• **Excerpt provided**:

-.-.-

问题
If I evaluate something like:
numpy.random.choice(2, size=100000, p=[0.01, 0.99])
using one uniformly-distributed random float
, say r
, and deciding if r < 0.01
will presumably waste many of the random bits (entropy) generated. I've heard (second-hand) that generating psuedo-random numbers is computationally expensive, so I assumed that numpy
would not be doing that, and rather would use a scheme like arithmetic coding in this case.
However, at first glance it appears that choice
does indeed generate a float
for every sample it is asked for. Further, a quick timeit
experiment shows that generating n
uniform floats is actually quicker than n
samples from p=[0.01, 0.99]
.
>>> timeit.timeit(lambda : numpy.random.choice(2, size=100000, p=[0.01, 0.99]), number=1000)
1.74494537999999
>>> timeit.timeit(lambda : numpy.random.random(size=100000), number=1000)

-.-.-

• **Stored data**:
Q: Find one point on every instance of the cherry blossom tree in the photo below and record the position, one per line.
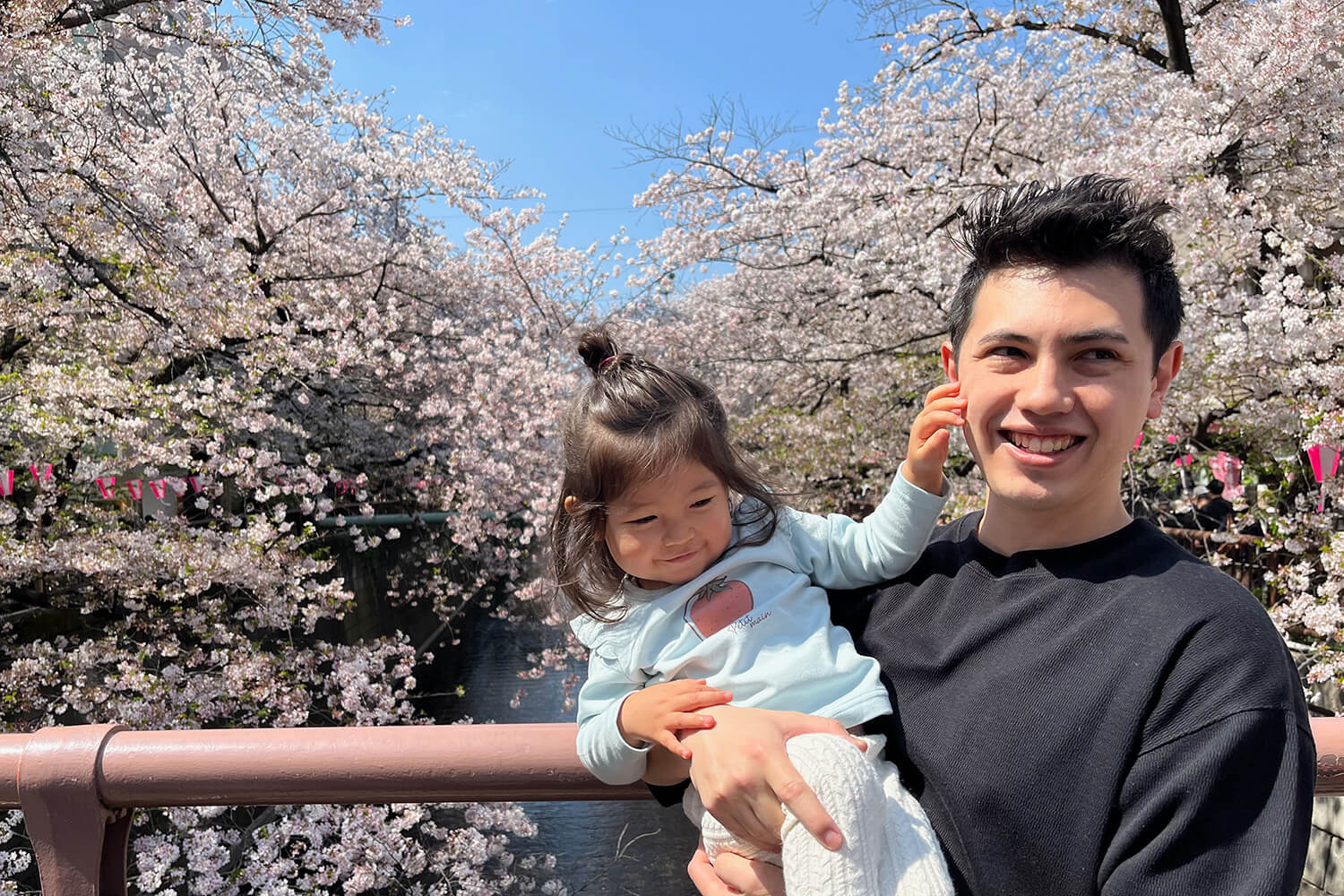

-.-.-

• **Requests**:
A - Answer these questions about the post on numpy random sampling, one per line:
(i) What value is the random float r compared against?
(ii) What sample size is passed to numpy.random.choice?
(iii) What time did the first timeit call report?
B - Reproduce the post on numpy random sampling word for word, between "However, at first" and "p=[0.01, 0.99]), number=1000)", inclusive.
C - Carry on the post on numpy random sampling from the point where it stops.

• **Responses**:
A -
(i) 0.01
(ii) 100000
(iii) 1.74494537999999

B -
However, at first glance it appears that choice
does indeed generate a float
for every sample it is asked for. Further, a quick timeit
experiment shows that generating n
uniform floats is actually quicker than n
samples from p=[0.01, 0.99]
.
>>> timeit.timeit(lambda : numpy.random.choice(2, size=100000, p=[0.01, 0.99]), number=1000)

C -
0.8165735180009506
Does choice
really generate a float
for each sample, as it would appear? Would it not significantly improve performance to use some compression algorithm in some cases (particularly if size
is large and p
is distributed unevenly)? If not, why not?
回答1:
Since NumPy 1.17, the reason is largely backward compatibility. See also this question and this question.
As of NumPy 1.17, numpy.random.*
functions, including numpy.random.choice
, are legacy functions and "SHALL remain the same as they currently are", according to NumPy's new RNG policy, which also introduced a new random generation system for NumPy. The reasons for making them legacy functions include the recommendation to avoid global state. Even so, however, NumPy did not deprecate any numpy.random.*
functions in version 1.17, although a future version of NumPy might.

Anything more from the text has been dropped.